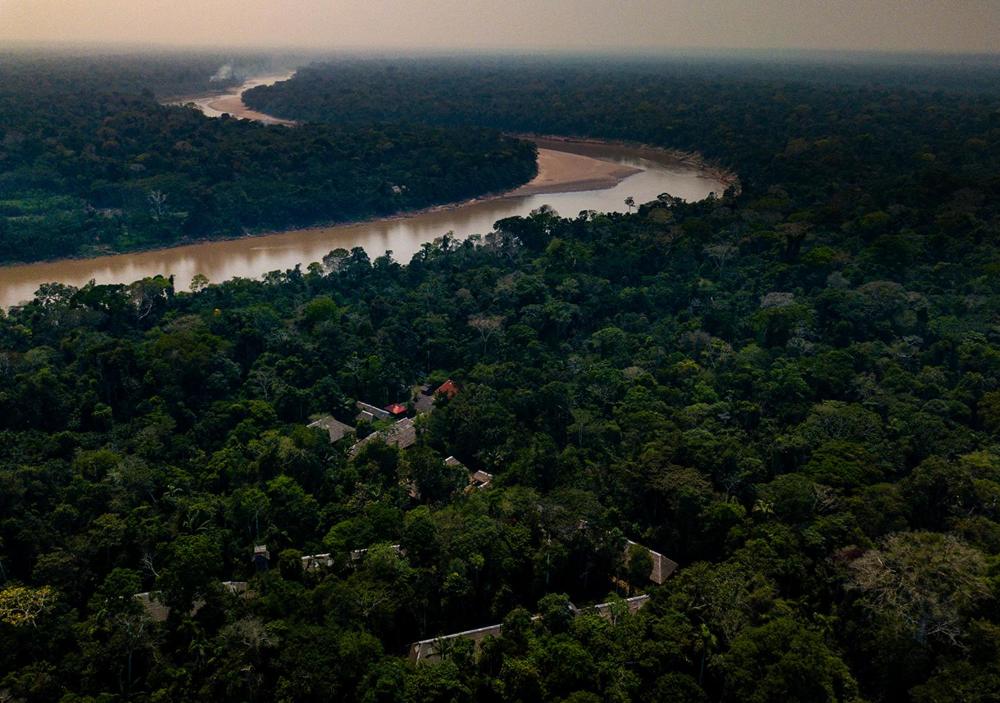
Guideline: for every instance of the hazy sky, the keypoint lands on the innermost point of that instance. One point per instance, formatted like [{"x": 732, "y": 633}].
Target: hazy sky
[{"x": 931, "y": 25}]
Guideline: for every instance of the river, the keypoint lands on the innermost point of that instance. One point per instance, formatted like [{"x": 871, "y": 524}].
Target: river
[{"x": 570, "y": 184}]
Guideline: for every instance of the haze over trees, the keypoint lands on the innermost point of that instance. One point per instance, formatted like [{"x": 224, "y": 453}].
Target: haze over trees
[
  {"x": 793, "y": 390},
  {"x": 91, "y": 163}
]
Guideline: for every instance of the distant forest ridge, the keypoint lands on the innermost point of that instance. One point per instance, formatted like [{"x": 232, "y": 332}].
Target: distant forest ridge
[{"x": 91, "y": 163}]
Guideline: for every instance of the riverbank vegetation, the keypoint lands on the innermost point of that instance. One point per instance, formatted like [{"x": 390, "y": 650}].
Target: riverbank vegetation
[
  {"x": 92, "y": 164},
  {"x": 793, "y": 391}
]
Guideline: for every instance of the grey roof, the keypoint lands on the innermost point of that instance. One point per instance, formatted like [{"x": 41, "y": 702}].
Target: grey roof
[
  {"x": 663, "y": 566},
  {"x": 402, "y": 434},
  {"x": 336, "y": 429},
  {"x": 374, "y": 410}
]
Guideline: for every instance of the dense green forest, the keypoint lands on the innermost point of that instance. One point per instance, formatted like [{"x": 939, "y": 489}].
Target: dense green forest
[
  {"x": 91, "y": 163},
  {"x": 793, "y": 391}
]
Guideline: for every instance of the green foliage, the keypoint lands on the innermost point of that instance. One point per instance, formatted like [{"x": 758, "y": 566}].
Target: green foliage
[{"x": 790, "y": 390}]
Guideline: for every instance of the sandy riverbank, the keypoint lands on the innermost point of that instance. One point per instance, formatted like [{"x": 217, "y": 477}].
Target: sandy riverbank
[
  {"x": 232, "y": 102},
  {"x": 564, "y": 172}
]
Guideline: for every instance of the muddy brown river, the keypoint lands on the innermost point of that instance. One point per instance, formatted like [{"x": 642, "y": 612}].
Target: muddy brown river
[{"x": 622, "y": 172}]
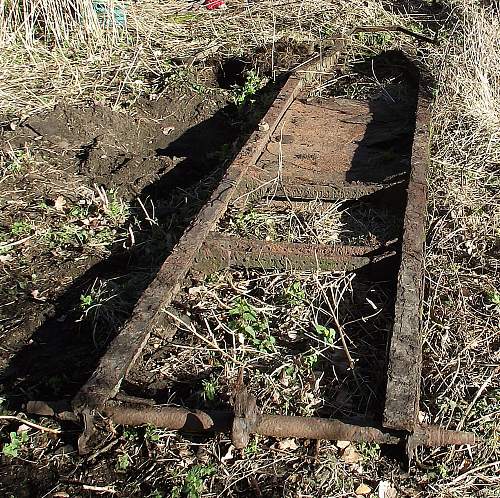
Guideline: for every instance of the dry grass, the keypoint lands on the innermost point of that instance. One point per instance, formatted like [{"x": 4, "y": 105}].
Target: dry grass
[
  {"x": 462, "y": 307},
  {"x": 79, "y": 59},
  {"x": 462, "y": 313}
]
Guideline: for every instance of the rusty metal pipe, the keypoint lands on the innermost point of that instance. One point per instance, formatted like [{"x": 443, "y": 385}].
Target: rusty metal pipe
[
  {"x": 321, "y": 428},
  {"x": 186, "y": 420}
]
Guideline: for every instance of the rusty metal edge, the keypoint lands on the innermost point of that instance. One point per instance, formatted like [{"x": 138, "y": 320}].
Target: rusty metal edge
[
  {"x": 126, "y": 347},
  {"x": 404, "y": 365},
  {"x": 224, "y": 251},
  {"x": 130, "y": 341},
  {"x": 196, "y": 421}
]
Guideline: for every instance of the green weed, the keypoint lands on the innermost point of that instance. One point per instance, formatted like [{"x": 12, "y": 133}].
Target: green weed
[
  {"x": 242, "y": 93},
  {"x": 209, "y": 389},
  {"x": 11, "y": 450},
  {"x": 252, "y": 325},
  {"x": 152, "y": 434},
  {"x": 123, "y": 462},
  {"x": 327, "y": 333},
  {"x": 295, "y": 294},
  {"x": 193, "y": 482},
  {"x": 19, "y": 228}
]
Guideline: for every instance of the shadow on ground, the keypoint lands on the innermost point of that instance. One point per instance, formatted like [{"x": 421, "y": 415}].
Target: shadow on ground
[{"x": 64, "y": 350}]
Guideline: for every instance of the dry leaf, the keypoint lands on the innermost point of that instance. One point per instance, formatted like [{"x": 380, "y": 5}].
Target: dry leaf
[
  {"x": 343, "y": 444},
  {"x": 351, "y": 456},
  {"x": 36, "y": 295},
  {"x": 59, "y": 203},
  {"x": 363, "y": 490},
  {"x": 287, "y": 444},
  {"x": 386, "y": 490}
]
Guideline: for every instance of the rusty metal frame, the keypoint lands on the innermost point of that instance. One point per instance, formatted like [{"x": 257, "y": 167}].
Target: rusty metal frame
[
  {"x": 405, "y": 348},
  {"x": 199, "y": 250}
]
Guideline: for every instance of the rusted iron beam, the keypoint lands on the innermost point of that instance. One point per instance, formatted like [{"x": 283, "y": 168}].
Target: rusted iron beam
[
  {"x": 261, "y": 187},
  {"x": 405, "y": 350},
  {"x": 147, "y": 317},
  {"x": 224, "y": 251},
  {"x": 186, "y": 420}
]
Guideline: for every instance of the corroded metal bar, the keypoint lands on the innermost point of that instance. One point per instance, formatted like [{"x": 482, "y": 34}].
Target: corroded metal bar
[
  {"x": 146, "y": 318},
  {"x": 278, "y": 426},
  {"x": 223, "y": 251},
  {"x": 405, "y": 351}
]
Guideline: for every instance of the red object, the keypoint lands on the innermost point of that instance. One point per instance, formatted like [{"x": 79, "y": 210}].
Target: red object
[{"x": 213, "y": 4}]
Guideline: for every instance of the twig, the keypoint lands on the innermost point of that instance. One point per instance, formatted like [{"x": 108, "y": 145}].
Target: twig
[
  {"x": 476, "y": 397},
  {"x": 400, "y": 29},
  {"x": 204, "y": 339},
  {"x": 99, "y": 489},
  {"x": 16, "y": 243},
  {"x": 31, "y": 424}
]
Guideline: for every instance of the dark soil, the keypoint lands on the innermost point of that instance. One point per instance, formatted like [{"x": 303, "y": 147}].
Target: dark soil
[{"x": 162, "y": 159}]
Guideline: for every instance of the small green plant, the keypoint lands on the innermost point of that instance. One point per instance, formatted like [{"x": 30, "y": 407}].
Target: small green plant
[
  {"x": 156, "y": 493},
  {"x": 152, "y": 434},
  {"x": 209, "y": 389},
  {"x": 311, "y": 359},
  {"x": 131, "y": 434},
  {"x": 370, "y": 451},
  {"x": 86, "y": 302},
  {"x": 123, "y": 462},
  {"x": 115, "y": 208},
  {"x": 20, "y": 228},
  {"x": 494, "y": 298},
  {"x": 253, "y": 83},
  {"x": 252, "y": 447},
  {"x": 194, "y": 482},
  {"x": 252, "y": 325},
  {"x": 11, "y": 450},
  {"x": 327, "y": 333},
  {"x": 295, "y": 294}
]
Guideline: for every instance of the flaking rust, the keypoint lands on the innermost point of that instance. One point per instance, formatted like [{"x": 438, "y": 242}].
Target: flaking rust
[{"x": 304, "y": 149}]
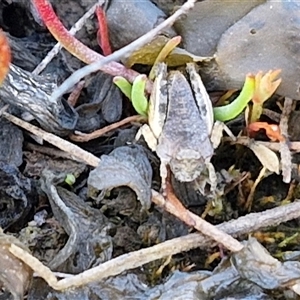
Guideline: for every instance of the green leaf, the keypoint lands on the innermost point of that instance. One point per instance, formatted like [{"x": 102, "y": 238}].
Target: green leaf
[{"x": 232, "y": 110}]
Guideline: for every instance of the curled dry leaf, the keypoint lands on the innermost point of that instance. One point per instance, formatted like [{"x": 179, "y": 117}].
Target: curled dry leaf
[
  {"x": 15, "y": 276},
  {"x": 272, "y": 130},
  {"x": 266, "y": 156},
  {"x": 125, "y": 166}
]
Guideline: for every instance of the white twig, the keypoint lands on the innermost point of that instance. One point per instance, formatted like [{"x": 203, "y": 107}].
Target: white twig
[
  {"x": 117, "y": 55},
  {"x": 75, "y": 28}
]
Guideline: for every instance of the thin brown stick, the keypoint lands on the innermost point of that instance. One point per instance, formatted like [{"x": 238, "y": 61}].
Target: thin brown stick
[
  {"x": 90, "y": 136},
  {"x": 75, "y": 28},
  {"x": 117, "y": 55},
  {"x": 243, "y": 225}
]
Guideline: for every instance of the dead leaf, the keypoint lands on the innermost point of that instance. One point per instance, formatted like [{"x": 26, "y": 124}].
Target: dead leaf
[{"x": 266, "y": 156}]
==
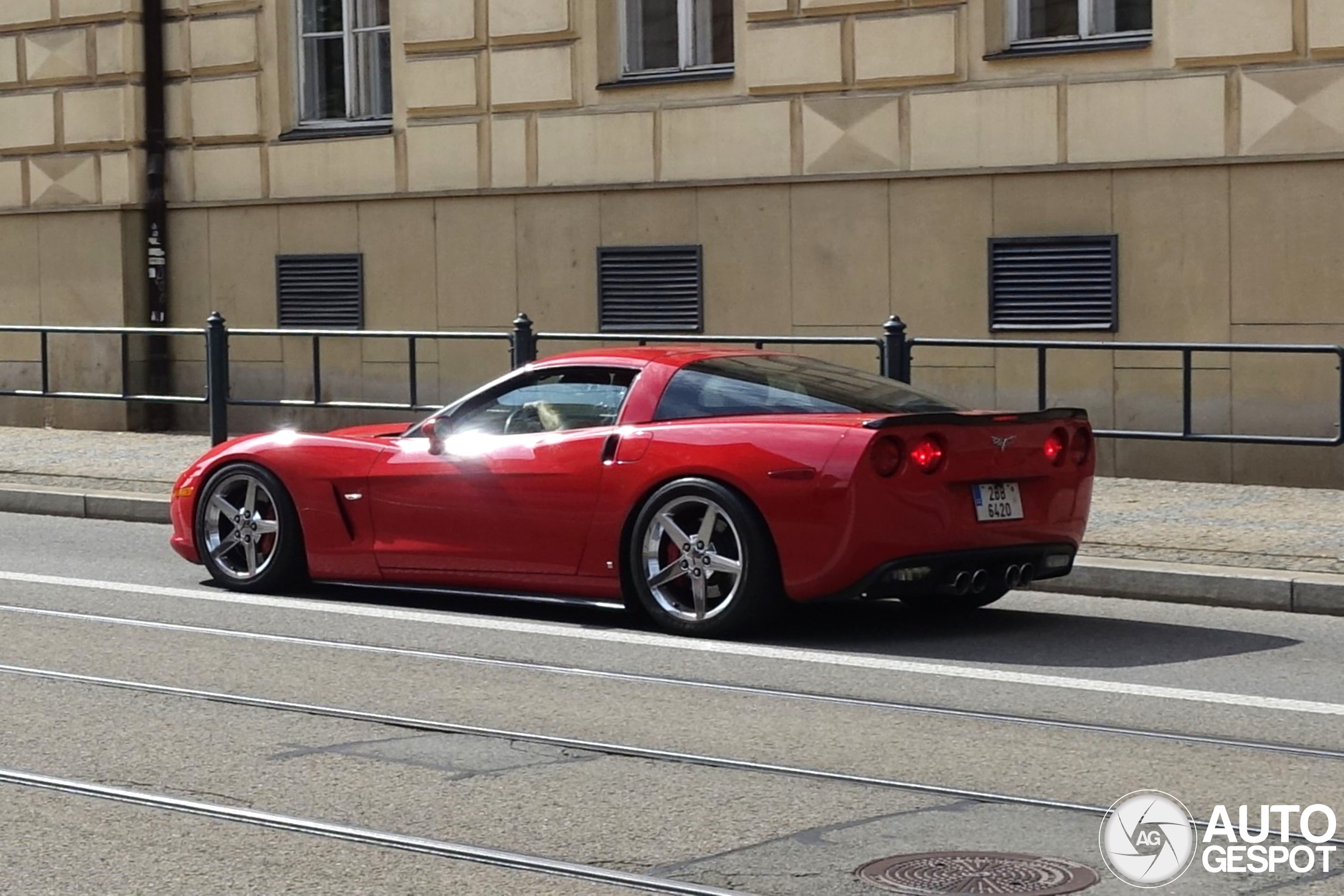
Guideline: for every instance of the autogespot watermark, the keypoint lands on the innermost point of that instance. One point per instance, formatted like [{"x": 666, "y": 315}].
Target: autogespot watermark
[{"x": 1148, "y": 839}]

Request |
Count the lines in the records that contain the string "sandy" and give only that number.

Reply |
2